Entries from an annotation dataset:
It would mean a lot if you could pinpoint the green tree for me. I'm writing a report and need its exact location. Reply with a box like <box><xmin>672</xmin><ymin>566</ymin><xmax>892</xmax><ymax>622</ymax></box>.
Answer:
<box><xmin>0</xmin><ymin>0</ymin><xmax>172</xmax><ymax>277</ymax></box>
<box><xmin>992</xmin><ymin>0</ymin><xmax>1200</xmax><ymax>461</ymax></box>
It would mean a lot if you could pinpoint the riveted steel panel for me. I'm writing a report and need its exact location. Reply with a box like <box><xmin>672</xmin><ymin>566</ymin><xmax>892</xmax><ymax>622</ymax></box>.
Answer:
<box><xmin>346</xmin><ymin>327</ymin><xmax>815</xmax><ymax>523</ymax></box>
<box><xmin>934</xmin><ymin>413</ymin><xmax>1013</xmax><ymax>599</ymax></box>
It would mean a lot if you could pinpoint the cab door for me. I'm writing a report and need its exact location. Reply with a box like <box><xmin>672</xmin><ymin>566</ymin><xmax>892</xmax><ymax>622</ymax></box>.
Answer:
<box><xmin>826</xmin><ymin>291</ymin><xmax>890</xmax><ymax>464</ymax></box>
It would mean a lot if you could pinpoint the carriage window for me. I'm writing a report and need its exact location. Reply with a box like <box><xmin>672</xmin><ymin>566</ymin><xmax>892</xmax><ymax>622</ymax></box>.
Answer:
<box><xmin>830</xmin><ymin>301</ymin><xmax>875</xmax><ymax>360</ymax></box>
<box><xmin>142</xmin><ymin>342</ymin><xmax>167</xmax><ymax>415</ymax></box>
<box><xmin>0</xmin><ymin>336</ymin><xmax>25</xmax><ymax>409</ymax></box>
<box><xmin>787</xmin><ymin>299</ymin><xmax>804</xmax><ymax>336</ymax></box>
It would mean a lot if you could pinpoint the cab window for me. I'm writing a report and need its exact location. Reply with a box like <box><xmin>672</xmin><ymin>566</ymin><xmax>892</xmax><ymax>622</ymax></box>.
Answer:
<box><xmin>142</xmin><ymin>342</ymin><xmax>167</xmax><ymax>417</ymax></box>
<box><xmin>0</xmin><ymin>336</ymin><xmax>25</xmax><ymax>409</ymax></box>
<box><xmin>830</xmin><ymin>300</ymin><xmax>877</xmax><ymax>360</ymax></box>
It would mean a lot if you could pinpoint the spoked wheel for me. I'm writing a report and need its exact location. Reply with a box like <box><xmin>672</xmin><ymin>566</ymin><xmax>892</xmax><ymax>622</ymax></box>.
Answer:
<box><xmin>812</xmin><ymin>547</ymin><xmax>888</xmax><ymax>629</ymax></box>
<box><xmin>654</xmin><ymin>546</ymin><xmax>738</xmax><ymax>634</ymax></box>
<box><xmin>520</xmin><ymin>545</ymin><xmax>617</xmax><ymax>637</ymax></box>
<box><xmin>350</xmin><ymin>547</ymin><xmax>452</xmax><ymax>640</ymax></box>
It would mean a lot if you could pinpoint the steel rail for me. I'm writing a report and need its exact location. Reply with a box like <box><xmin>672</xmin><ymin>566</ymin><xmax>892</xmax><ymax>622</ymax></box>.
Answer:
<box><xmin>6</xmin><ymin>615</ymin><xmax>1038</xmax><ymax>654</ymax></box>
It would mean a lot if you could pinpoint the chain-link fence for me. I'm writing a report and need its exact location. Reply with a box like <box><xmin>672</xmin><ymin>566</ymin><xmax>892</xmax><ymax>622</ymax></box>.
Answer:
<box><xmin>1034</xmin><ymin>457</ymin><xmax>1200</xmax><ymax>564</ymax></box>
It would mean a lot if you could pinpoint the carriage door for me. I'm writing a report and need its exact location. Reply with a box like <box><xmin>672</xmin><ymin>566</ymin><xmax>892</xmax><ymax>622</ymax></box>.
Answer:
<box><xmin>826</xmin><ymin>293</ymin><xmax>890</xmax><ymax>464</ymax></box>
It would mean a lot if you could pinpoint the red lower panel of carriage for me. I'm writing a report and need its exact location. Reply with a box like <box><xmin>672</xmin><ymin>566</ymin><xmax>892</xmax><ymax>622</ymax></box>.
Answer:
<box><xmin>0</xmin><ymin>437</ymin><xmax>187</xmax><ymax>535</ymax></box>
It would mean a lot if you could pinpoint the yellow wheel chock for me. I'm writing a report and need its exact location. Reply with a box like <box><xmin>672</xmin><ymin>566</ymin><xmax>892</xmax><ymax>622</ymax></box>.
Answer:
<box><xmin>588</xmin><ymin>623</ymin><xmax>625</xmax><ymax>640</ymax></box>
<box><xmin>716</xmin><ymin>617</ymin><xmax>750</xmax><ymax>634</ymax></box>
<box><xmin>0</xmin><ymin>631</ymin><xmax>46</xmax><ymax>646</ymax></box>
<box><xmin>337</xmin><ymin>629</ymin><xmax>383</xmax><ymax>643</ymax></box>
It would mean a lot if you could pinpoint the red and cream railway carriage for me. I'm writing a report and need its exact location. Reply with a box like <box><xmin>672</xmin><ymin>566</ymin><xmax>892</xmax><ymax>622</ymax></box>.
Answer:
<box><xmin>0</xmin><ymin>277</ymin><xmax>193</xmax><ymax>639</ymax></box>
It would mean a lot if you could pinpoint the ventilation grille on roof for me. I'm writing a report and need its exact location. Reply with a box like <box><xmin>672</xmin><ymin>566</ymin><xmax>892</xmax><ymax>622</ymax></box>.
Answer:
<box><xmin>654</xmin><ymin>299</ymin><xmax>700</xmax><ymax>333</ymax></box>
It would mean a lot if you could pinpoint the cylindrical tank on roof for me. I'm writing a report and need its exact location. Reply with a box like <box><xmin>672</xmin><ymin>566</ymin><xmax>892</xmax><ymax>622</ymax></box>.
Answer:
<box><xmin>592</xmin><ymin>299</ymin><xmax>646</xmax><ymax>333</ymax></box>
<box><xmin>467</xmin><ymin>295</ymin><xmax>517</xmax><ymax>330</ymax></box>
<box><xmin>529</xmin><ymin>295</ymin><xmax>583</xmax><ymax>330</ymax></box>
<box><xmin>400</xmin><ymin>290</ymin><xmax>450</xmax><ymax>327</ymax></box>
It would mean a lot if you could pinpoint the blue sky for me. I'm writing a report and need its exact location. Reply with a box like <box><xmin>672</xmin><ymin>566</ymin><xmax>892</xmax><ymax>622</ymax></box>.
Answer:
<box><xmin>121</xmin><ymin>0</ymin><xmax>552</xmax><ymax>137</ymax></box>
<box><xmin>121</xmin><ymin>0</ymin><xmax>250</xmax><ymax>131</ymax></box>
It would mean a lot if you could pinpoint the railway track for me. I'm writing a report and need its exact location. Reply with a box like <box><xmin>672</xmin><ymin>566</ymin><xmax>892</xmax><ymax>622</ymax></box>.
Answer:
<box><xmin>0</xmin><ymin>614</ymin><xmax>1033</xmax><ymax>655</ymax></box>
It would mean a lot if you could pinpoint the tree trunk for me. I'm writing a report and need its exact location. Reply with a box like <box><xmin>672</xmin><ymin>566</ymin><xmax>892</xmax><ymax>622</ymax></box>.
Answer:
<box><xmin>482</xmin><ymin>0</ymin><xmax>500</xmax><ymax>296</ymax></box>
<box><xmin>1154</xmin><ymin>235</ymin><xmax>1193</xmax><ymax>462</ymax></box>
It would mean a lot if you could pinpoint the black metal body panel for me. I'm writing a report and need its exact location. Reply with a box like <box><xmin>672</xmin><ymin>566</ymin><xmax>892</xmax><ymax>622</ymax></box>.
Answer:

- Task objective -
Copy out the rows without changes, starting at the line containing "It would mean a lot if you could pinpoint the tree" and continuing through the final row, with both ends included.

- Exercise response -
It would mean a lot if you could pinpoint the tree trunk for me. I'm writing a report and need its exact location. Reply with a box like <box><xmin>672</xmin><ymin>566</ymin><xmax>892</xmax><ymax>622</ymax></box>.
Answer:
<box><xmin>482</xmin><ymin>0</ymin><xmax>500</xmax><ymax>296</ymax></box>
<box><xmin>1154</xmin><ymin>235</ymin><xmax>1193</xmax><ymax>462</ymax></box>
It would mean a lot if you could pinpoint the black metal body panel for me. I'm writing a report and need its exact location. Reply with a box like <box><xmin>672</xmin><ymin>566</ymin><xmax>892</xmax><ymax>622</ymax></box>.
Answer:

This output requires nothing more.